**INSTRUCTIONS FOR THE TASK**
What lines below include the string "water"? Pick them out and copy them.

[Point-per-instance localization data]
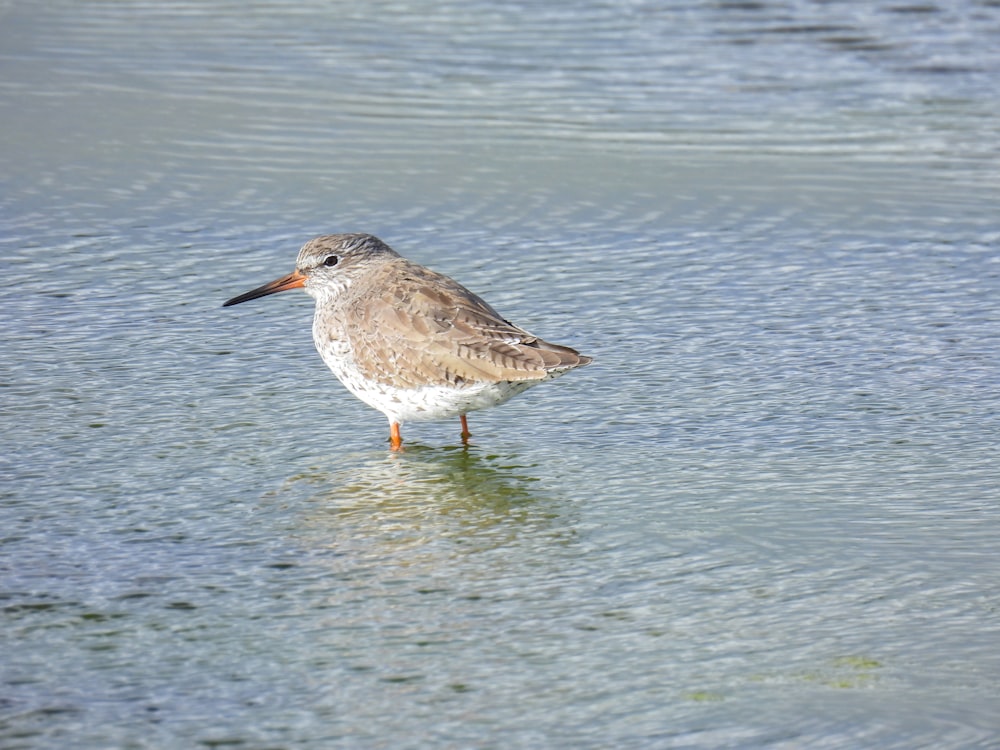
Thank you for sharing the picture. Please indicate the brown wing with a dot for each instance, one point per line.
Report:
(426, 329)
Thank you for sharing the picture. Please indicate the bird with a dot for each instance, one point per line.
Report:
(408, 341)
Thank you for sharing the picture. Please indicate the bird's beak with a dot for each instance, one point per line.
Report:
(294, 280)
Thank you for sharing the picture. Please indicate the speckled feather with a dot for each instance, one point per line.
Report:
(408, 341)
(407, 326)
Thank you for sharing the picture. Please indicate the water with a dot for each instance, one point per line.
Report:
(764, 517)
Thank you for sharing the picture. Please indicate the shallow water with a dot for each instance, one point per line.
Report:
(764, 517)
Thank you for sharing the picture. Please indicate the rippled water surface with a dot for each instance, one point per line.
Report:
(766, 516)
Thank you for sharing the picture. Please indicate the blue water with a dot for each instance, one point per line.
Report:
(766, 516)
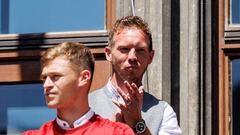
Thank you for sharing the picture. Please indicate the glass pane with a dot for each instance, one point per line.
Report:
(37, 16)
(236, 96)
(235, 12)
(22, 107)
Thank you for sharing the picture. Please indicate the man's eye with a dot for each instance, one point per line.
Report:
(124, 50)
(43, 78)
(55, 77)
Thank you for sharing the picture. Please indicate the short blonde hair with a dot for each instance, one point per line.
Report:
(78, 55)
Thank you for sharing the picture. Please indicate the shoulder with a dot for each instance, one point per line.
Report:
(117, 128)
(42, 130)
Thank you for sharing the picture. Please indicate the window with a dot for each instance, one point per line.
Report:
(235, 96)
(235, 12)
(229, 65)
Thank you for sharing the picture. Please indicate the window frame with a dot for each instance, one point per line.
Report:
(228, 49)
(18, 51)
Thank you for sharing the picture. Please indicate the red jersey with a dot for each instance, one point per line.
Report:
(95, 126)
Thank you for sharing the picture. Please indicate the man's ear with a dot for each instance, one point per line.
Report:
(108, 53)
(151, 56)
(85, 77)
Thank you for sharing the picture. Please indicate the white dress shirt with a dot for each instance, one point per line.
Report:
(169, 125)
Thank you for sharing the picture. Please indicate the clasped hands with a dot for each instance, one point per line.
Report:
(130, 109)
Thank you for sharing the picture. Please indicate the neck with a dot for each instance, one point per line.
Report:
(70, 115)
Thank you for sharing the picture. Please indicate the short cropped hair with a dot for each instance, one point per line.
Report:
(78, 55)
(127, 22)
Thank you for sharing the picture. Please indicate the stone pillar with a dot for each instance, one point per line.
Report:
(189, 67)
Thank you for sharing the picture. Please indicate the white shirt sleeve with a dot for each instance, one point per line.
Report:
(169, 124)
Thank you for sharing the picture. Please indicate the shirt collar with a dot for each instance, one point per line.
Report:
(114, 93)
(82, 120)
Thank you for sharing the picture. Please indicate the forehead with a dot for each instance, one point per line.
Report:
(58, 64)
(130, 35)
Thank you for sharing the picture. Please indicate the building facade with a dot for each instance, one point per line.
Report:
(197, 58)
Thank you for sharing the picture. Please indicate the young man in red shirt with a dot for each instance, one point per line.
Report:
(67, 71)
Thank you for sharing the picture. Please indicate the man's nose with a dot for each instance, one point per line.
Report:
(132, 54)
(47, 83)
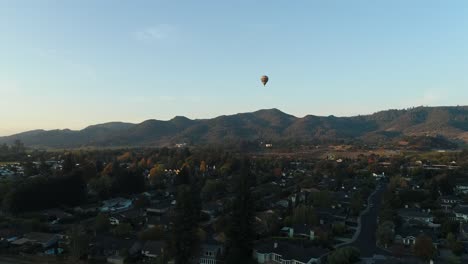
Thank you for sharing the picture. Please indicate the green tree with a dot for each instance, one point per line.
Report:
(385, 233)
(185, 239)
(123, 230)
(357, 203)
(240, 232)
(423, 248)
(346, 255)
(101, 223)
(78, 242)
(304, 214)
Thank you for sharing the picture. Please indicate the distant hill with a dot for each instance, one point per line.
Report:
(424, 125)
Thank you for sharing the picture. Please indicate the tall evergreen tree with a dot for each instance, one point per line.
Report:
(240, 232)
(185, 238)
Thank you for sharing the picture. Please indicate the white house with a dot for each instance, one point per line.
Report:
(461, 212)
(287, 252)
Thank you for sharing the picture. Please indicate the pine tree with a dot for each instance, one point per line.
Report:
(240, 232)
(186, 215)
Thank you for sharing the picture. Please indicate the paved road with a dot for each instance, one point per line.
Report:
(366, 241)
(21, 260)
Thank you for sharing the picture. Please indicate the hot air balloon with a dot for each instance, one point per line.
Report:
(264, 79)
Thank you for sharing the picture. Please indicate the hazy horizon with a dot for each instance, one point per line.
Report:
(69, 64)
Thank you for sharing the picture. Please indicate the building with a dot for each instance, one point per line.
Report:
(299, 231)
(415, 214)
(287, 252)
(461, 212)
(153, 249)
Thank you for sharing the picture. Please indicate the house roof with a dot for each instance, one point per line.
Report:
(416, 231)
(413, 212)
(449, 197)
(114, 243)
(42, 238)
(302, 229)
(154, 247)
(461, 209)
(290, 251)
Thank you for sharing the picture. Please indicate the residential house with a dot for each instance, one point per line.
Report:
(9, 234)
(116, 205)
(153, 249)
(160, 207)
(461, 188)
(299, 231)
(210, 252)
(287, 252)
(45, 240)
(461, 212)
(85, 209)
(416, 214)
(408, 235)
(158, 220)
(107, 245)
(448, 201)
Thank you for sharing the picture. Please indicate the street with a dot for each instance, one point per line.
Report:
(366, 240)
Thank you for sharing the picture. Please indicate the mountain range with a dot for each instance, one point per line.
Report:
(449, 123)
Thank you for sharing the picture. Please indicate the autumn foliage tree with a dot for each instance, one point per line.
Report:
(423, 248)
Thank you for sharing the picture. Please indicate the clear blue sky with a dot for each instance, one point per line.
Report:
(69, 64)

**ANSWER TO THIS TASK**
Thank you for sharing the picture. Please indicate the water with a dot for each instance, one point per line.
Thank you for sharing the picture. Please indicate the shallow water with a dot for each instance, one point per line.
Thank you for sharing the picture. Please indicate the rippled water surface with a dot for each instance, one point per line.
Thank you for sharing the picture. Please indicate the blue water with a dot for each instance, one point per line.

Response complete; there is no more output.